» **FRAGMENTO DEL DOCUMENTO**:
----

[Ensayo apresurado]
La capacidad para inventar mundos, conceptos, cosas, tiene fama de ser una facultad positiva, benigna, bienhechora. De las más loables que puede ejercer un ser humano. Un hombre que inventa es alguien al que el ingenio, la pericia y la habilidad se le suponen sin necesidad de mayor comprobación empírica. Con esta simple asociación de ideas ocurre algo similar al valor y la milicia: ambos términos se dan por supuestos. Se trata de un tópico, por supuesto.
El valor, más que un patrimonio militar, suele ser una facultad civil, cuando no un recurso oratorio de cantina castrense del que echar mano cuando hay que justificar determinados comportamientos. Con la invención suele ocurrir lo mismo: se la asocia al grupo de las nobles artes y disciplinas pero se pasan por alto las consecuencias que tiene en determinadas coyunturas vitales. Invención no es únicamente la capacidad de descubrir algo nuevo, de crear desde el vacío por medio del ingenio –esa cualidad cervantina–, la meditación o la casualidad.
Para quienes son creadores, sobre todo, es un fingimiento. La presentación como real de algo falso. Incierto. Esta última acepción lingüística es más común de lo que en principio pudiera parecer. Pessoa lo entendió bien. Por eso hizo de la suplantación de sus múltiples identidades un juego de voces líricas. Gracias a este artificio –absolutamente real– disfrutamos de sus heterónimos y de su frase más repetida: “El poeta es fingidor”.
En los tiempos que vivimos la invención es moneda cotidiana. La vemos en las calles, en las tabernas, en ciertos templos. Sin la invención –del dinero– no funcionaría el sistema financiero. Nos pasamos el rato inventando la realidad, que también es inventada, pues es distinta para cada uno de nosotros. Inventamos los amigos, que un día dejan de serlo; inventamos a las mujeres, el sexo, la gastronomía, el día y la noche y el trabajo. Incluso los hijos son, en cierto sentido, fruto de una proyección particular. En el ciclo biológico es ley: uno inventa a sus padres –a veces inventarlos consiste en descubrirlos, otras en intuirlos– y termina imaginando cómo debería ser su descendencia. Nos inventamos, por descontado, a nosotros mismos. Y al ir creciendo inventamos nuestras propias circunstancias, que diría Ortega.

----

» **DATOS MOSTRADOS**:

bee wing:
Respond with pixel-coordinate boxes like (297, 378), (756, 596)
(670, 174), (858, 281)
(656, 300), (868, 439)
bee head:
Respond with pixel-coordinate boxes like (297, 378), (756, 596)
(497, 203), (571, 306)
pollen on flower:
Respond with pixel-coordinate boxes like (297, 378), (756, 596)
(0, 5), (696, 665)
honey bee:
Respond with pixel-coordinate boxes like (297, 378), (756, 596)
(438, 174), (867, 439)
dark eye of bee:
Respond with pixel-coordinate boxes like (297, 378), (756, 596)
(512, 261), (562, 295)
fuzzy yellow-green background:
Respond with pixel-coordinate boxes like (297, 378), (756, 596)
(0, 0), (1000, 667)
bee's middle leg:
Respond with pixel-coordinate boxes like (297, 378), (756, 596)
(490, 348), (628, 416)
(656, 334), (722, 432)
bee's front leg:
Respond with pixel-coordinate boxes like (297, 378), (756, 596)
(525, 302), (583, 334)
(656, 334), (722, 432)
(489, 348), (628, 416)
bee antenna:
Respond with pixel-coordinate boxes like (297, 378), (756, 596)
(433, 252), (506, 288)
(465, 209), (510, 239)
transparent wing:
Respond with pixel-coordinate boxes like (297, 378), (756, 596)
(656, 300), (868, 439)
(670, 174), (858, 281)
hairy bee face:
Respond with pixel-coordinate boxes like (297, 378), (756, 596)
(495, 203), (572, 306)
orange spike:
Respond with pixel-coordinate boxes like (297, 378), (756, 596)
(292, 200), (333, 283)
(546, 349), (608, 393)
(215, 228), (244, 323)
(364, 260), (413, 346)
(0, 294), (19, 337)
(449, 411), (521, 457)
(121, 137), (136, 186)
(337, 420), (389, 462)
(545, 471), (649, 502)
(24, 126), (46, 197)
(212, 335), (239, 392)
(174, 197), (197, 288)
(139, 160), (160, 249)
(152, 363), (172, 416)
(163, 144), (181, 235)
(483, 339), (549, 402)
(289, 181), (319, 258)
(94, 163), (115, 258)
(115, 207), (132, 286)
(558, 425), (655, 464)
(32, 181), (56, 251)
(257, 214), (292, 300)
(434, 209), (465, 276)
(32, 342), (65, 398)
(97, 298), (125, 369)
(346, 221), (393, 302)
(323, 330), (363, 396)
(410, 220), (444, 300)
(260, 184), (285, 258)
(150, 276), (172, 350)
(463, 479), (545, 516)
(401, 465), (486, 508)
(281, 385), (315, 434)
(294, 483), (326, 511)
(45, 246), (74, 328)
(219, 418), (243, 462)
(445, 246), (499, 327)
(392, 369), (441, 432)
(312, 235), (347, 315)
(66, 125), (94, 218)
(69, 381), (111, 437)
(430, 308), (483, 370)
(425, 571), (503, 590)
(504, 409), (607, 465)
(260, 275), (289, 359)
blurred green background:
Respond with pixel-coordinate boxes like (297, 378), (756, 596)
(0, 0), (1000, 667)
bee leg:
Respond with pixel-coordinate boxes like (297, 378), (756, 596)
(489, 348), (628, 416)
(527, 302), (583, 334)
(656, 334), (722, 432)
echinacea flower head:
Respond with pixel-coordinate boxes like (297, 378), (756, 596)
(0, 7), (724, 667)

----

» **TAREAS Y EJERCICIOS**:
A – Transcribe del ensayo sobre la invención el fragmento que arranca en las palabras "[Ensayo apresurado]" y termina después de "tópico, por supuesto.".
B – Indica si cada afirmación coincide con el ensayo sobre la invención. Responde sí o no y cita entre comillas las palabras del ensayo que lo deciden.
(i) Pessoa convirtió la suplantación de sus identidades en un juego de voces líricas.
(ii) El valor es, ante todo, un patrimonio militar.
(iii) El sistema financiero funcionaría sin la invención del dinero.

» **SOLUCIONES EN ORDEN**:
A –
[Ensayo apresurado]
La capacidad para inventar mundos, conceptos, cosas, tiene fama de ser una facultad positiva, benigna, bienhechora. De las más loables que puede ejercer un ser humano. Un hombre que inventa es alguien al que el ingenio, la pericia y la habilidad se le suponen sin necesidad de mayor comprobación empírica. Con esta simple asociación de ideas ocurre algo similar al valor y la milicia: ambos términos se dan por supuestos. Se trata de un tópico, por supuesto.

B –
(i) Sí: "Por eso hizo de la suplantación de sus múltiples identidades un juego de voces líricas."
(ii) No: "El valor, más que un patrimonio militar, suele ser una facultad civil".
(iii) No: "Sin la invención –del dinero– no funcionaría el sistema financiero."